[Dataset entries]

_ _ _

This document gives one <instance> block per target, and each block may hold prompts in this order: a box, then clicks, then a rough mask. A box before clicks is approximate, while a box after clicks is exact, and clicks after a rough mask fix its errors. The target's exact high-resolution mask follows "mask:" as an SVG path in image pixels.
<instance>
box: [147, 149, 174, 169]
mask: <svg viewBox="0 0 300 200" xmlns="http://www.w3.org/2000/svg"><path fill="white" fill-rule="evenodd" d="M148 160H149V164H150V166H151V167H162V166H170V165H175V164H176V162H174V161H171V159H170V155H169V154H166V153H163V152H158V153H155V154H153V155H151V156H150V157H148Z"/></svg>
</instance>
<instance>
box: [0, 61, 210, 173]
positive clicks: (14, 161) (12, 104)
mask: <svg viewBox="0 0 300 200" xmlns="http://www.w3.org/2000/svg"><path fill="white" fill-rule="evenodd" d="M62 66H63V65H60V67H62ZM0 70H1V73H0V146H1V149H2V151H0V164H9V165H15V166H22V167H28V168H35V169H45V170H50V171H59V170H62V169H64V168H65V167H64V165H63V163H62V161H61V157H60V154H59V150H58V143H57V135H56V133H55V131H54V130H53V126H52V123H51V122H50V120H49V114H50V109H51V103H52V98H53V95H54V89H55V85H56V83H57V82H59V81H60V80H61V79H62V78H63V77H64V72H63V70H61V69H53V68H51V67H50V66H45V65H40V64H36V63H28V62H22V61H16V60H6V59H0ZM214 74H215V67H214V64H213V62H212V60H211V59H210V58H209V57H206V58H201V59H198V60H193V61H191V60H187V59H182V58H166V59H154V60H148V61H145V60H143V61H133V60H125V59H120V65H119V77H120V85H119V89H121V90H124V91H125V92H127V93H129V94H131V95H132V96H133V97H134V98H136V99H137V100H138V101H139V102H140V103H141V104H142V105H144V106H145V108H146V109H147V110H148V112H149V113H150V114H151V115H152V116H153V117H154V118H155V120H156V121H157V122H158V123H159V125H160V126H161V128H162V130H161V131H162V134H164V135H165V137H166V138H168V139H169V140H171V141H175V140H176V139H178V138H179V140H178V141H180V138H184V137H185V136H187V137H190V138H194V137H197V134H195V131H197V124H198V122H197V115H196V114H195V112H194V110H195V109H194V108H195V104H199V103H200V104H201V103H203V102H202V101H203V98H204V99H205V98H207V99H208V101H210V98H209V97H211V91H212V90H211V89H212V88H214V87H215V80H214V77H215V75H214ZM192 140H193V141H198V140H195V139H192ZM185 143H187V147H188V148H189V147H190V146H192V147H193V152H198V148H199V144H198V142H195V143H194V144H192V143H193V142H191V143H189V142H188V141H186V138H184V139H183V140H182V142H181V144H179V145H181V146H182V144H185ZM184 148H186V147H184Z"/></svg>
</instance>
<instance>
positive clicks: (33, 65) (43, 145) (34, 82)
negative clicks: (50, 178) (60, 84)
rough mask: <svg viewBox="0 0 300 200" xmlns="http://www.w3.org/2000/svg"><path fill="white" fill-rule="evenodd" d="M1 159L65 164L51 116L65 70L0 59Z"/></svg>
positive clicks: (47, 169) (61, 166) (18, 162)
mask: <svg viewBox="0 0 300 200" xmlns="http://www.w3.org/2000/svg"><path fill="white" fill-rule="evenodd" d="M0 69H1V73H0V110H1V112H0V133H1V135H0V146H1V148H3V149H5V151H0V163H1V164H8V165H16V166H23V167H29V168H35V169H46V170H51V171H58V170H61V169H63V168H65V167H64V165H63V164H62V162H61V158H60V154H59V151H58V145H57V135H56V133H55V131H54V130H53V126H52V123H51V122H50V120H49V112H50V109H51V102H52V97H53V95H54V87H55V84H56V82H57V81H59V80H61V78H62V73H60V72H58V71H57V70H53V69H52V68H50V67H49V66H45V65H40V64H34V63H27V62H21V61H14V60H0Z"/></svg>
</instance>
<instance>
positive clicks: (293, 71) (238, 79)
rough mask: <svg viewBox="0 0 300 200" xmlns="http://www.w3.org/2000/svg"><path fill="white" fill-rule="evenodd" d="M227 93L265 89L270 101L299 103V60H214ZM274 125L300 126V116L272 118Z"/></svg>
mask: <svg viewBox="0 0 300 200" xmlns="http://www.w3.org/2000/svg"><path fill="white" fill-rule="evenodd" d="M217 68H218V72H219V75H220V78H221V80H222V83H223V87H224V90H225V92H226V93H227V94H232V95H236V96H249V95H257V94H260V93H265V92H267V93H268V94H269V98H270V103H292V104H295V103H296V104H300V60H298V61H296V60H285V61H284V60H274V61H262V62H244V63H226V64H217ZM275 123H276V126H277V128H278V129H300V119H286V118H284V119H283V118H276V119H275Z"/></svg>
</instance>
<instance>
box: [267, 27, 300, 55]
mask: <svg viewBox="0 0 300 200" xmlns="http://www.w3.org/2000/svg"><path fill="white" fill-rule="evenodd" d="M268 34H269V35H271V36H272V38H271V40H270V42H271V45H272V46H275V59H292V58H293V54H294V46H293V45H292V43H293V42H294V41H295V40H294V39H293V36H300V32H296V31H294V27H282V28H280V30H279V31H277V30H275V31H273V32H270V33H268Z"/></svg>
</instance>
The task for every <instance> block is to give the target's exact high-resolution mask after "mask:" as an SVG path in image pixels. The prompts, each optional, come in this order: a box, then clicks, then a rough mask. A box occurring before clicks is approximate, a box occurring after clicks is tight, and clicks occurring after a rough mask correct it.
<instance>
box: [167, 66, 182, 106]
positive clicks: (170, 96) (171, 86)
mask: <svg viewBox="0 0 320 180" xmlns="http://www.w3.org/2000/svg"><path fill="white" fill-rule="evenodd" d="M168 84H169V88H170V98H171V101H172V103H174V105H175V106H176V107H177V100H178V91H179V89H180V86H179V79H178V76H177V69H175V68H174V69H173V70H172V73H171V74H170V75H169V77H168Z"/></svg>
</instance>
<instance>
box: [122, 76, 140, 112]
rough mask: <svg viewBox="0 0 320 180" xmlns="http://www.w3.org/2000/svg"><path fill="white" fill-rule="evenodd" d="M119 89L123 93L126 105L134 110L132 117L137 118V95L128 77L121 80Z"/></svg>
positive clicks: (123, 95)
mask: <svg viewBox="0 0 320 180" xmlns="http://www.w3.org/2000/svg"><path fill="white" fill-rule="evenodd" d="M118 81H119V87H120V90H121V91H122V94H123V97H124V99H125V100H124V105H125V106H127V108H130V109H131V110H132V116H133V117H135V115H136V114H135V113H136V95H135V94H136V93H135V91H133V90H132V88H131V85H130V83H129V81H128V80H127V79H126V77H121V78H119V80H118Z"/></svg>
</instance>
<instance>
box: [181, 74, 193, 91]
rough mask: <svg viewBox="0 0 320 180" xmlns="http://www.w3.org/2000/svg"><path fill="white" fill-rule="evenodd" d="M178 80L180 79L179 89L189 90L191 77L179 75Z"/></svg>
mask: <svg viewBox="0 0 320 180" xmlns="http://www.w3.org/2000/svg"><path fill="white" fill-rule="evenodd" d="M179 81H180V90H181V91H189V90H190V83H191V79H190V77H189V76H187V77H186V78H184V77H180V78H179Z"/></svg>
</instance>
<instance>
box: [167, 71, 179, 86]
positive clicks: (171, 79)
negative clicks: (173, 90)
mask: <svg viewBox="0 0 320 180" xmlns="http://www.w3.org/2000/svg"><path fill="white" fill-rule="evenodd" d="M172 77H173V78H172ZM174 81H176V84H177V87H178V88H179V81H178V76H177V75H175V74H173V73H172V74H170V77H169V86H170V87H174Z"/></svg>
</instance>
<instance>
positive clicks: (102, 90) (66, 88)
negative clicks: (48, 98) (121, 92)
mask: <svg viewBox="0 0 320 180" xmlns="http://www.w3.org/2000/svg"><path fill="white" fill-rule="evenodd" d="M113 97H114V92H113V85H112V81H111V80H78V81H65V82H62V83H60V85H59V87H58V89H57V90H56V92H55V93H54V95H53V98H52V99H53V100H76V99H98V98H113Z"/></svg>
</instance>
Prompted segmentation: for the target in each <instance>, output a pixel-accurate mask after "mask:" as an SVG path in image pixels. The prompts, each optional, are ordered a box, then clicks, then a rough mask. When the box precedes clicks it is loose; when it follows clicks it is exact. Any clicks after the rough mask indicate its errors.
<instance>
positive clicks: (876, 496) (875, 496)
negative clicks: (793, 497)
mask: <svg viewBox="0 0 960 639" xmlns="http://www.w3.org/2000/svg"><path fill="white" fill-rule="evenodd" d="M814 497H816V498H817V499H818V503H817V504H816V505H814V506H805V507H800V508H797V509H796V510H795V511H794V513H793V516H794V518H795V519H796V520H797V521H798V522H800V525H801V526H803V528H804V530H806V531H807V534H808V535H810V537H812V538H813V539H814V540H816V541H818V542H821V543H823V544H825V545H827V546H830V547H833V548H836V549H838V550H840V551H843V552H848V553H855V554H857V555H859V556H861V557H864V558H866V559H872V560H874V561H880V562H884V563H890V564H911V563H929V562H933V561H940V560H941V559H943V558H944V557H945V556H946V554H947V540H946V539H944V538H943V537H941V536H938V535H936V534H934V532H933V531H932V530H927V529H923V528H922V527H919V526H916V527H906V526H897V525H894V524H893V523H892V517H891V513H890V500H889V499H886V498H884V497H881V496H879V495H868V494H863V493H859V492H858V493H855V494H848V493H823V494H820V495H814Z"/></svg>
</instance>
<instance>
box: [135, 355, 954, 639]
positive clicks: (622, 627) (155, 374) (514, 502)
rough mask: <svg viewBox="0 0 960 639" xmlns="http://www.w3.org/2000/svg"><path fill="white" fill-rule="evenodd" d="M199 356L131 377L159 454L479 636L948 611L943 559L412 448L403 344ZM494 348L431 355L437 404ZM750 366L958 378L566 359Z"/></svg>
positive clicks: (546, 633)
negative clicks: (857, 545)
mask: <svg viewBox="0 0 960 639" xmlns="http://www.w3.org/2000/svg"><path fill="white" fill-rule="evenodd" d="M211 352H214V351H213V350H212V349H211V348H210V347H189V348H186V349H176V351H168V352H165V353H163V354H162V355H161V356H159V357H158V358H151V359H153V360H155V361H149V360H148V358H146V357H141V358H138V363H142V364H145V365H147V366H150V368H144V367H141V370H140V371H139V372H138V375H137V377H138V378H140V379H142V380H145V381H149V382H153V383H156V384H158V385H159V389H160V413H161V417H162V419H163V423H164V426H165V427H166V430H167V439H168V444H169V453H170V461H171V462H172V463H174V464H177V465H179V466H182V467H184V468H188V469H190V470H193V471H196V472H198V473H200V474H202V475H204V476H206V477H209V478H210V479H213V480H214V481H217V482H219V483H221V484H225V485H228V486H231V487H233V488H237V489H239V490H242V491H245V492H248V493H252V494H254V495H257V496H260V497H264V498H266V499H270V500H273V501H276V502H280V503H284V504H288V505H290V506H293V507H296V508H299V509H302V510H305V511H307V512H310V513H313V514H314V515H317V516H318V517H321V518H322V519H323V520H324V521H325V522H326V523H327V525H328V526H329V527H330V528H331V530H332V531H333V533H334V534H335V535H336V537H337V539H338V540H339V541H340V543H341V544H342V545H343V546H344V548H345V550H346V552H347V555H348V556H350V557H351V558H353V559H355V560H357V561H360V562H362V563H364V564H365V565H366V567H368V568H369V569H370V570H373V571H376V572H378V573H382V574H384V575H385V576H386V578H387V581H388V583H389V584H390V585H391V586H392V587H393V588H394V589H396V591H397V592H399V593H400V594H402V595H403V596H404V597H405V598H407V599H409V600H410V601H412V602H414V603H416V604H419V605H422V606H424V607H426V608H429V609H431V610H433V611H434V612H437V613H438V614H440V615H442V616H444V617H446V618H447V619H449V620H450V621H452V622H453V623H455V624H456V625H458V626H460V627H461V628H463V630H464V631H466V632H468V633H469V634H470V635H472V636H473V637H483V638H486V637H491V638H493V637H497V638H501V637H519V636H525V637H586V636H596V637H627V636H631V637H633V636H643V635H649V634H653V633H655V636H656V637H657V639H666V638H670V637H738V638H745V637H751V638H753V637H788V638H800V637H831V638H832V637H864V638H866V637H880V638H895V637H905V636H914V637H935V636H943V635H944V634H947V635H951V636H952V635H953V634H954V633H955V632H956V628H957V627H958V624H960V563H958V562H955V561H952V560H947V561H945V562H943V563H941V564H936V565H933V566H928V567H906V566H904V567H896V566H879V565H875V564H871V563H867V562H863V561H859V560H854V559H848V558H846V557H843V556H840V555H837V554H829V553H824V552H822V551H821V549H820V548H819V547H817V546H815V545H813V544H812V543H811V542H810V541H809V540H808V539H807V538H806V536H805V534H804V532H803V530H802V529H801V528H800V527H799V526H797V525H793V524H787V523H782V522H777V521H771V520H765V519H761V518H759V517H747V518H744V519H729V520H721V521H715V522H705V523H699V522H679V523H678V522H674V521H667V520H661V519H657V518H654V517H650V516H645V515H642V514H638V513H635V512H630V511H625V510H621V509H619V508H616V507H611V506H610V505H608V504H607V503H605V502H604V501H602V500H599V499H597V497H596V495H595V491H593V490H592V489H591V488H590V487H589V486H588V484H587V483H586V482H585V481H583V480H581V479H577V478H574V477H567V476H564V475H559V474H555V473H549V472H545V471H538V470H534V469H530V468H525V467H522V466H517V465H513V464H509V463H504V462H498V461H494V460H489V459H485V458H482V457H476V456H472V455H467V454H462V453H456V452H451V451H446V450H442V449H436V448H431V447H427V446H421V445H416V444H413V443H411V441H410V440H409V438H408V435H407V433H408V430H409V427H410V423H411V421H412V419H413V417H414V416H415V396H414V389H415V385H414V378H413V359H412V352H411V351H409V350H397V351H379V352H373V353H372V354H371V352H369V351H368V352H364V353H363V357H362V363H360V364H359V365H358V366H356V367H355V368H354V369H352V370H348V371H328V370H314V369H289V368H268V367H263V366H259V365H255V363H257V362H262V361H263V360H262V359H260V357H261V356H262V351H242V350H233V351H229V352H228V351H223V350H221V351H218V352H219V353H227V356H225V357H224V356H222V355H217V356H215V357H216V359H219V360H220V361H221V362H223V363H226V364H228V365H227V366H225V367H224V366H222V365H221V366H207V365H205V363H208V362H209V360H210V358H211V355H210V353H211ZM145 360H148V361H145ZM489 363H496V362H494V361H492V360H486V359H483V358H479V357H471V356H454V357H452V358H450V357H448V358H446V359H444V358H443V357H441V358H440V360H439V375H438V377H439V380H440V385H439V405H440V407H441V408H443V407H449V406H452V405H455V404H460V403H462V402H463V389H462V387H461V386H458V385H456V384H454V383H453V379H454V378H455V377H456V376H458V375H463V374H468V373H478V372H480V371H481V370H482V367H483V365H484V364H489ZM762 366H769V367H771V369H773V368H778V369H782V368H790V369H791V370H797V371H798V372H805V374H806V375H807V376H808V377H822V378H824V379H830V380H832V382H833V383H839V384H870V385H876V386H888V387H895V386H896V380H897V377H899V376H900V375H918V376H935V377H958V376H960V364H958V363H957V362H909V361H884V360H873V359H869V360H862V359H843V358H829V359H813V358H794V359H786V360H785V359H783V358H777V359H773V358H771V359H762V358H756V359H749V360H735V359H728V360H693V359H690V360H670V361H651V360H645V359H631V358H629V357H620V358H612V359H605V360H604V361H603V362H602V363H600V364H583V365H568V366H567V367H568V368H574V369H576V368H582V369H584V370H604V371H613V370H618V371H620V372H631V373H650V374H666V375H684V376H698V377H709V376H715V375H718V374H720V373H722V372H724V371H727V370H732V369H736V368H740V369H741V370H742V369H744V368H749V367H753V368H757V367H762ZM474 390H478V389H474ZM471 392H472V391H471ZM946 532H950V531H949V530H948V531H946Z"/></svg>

_ _ _

Activity: Starting at the first line of the records, print each line exactly, stopping after the line that contains "box: [0, 61, 210, 173]".

Response to the task:
This document gives one <instance> block per target, and each block may hold prompts in this order: a box, then clicks, then a rough mask. A box before clicks is approximate, while a box after clicks is exact, and clicks after a rough mask fix its errors. The target's exact high-resolution mask follows "mask:" as an SVG path in image pixels.
<instance>
box: [147, 149, 174, 169]
mask: <svg viewBox="0 0 300 200" xmlns="http://www.w3.org/2000/svg"><path fill="white" fill-rule="evenodd" d="M148 160H149V164H150V166H151V167H162V166H170V165H175V164H176V162H174V161H171V159H170V155H169V154H166V153H163V152H158V153H155V154H153V155H151V156H150V157H148Z"/></svg>
</instance>
<instance>
box: [0, 61, 210, 173]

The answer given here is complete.